-- Begin --
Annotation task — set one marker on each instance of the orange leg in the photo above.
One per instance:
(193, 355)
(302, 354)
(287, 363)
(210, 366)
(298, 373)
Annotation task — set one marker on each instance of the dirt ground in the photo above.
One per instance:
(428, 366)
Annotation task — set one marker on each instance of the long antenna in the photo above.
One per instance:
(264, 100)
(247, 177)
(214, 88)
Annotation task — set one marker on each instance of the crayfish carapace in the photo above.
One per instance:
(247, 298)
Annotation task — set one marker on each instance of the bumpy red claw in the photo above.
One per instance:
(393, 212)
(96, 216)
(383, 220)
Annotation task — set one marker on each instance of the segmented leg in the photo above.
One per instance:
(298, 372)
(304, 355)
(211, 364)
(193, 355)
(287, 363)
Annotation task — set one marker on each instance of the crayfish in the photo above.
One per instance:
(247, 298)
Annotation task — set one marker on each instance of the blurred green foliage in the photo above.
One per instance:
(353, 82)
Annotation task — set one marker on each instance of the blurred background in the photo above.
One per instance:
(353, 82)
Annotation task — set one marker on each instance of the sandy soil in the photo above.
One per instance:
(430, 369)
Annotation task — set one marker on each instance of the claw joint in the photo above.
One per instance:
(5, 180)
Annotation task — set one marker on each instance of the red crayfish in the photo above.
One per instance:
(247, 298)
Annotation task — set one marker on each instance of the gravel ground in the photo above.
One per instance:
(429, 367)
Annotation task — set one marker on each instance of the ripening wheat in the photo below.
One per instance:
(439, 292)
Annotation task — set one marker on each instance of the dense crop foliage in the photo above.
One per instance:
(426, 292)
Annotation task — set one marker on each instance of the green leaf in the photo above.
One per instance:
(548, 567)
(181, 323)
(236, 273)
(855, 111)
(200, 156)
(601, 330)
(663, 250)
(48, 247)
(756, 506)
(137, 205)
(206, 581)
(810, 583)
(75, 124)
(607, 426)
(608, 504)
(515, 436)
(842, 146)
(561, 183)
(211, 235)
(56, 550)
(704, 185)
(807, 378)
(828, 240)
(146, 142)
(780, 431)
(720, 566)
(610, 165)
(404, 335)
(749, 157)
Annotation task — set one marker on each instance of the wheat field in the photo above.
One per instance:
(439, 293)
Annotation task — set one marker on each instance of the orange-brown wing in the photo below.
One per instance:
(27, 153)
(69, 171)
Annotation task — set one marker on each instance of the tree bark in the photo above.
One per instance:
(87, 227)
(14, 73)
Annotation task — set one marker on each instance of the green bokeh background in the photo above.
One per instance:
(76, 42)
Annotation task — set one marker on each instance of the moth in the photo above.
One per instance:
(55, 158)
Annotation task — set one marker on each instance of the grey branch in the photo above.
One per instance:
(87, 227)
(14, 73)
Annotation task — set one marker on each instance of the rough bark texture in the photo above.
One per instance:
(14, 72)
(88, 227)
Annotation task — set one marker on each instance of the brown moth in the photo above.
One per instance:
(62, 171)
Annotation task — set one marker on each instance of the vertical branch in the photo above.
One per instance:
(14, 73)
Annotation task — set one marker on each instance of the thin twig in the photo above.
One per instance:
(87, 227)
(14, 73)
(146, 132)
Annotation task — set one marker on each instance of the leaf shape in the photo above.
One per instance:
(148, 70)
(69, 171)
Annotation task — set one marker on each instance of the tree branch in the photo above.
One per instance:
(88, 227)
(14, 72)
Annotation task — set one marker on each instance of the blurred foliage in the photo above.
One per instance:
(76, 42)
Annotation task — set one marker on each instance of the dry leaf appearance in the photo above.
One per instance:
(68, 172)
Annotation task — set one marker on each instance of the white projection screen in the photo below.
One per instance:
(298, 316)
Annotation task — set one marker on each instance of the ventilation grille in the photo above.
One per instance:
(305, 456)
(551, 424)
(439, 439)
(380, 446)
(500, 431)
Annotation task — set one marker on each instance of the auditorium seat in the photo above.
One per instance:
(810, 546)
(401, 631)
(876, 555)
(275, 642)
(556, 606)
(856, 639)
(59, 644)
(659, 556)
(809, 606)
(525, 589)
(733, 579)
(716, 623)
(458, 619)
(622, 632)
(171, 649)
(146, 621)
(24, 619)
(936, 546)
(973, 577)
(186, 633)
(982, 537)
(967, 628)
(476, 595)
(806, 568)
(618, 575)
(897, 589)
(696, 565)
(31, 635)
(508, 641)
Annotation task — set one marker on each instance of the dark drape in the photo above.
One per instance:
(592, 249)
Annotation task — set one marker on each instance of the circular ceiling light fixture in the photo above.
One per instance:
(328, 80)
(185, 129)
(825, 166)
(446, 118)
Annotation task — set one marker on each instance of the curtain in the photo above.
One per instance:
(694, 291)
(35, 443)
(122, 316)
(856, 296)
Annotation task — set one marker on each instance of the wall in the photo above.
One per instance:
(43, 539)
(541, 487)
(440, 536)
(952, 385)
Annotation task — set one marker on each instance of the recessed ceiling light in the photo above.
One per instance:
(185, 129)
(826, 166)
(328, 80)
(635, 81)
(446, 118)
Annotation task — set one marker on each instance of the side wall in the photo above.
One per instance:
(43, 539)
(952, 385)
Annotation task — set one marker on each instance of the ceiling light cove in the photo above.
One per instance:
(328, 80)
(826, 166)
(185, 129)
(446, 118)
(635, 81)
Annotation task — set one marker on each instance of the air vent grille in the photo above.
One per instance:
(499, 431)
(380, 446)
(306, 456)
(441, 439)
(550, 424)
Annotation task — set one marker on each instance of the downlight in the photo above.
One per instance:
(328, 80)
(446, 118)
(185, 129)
-- End --
» Required work
Copy the stretch from the line containing "cove in the photo above." through the end of the material, substituting "ventilation grille" for "air vent grille" and leaving all else unchanged.

» Written solution
Annotation task — set one marker on each instance of the ceiling light cove in the photo above.
One per instance:
(328, 80)
(826, 166)
(185, 129)
(446, 118)
(635, 81)
Annotation task — set one marker on each instance of the ventilation grille in the photo above.
One per instance:
(499, 431)
(380, 446)
(306, 456)
(441, 439)
(550, 424)
Annotation task — set one marker on each instance of the downlight in the photo above.
One per instance:
(328, 80)
(446, 118)
(185, 129)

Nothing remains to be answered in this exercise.